Supplied information

....

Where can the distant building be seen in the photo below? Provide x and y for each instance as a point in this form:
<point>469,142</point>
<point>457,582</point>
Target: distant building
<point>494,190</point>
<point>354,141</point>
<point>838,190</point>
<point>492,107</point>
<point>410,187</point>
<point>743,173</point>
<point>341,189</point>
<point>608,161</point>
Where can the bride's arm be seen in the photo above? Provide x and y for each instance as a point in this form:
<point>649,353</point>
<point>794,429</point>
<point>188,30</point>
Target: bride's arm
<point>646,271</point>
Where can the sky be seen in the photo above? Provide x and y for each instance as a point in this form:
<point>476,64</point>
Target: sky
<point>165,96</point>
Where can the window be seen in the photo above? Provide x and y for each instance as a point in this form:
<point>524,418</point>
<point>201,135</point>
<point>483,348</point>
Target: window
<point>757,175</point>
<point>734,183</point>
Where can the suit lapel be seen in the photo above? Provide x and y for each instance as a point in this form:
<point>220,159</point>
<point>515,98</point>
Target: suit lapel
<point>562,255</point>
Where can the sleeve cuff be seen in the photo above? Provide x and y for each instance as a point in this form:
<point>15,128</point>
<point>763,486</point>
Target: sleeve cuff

....

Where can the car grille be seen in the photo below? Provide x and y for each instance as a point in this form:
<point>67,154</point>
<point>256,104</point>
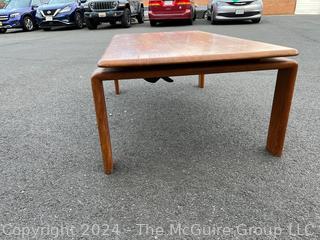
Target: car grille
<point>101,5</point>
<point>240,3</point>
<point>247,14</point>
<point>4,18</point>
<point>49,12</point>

....

Problem to work on
Copy every line of the records exactly, from the line containing "Where can the distant" down through the line containing "<point>608,161</point>", both included.

Expected answer
Where can the distant building be seen in the photo below? Provide x and y for each instance as a point in this form:
<point>469,142</point>
<point>457,582</point>
Target: distant building
<point>494,190</point>
<point>354,141</point>
<point>838,190</point>
<point>492,107</point>
<point>410,187</point>
<point>743,173</point>
<point>341,189</point>
<point>608,161</point>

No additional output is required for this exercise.